* [Data]
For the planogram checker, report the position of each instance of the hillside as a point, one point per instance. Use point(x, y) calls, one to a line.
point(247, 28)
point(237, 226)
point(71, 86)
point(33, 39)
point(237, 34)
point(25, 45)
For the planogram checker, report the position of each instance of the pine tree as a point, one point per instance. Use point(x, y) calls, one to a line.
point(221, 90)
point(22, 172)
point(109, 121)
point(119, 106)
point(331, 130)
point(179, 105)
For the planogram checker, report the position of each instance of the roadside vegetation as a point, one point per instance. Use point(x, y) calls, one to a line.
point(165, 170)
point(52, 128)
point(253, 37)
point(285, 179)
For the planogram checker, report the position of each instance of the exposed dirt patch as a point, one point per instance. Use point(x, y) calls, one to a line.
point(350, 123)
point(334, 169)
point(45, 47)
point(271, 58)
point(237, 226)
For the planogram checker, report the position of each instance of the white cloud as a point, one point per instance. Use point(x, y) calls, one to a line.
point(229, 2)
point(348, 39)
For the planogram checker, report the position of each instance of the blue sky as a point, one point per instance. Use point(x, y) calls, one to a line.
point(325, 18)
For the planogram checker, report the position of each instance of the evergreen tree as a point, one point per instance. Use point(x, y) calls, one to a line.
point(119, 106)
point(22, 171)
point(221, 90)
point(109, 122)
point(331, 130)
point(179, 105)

* [Aim of the exercise]
Everything from the line with "of the exposed" through the end of the listing, both ends included, needs to be transcribed exactly, with no other lines.

* [Response for this exercise]
For the planogram checker, report the position of each instance of the exposed dirt patch as a point, one point per instance. Use point(x, y) calls, one to a line.
point(350, 123)
point(334, 169)
point(45, 47)
point(271, 58)
point(237, 226)
For the planogram checker, report the position of each instance of the white cloud as a point, one point per instance. Use point(x, y) calls, one to a line.
point(229, 2)
point(348, 39)
For the planogram checker, report the position of each instance of the blue sky as a point, one point per instance. Use point(x, y) calls, one to a line.
point(325, 18)
For the planogram checker, report the position of each instance of the evergreen tree as a point, one point per instance. Use point(x, y) calls, one to a line.
point(119, 106)
point(22, 171)
point(221, 90)
point(109, 122)
point(331, 130)
point(179, 105)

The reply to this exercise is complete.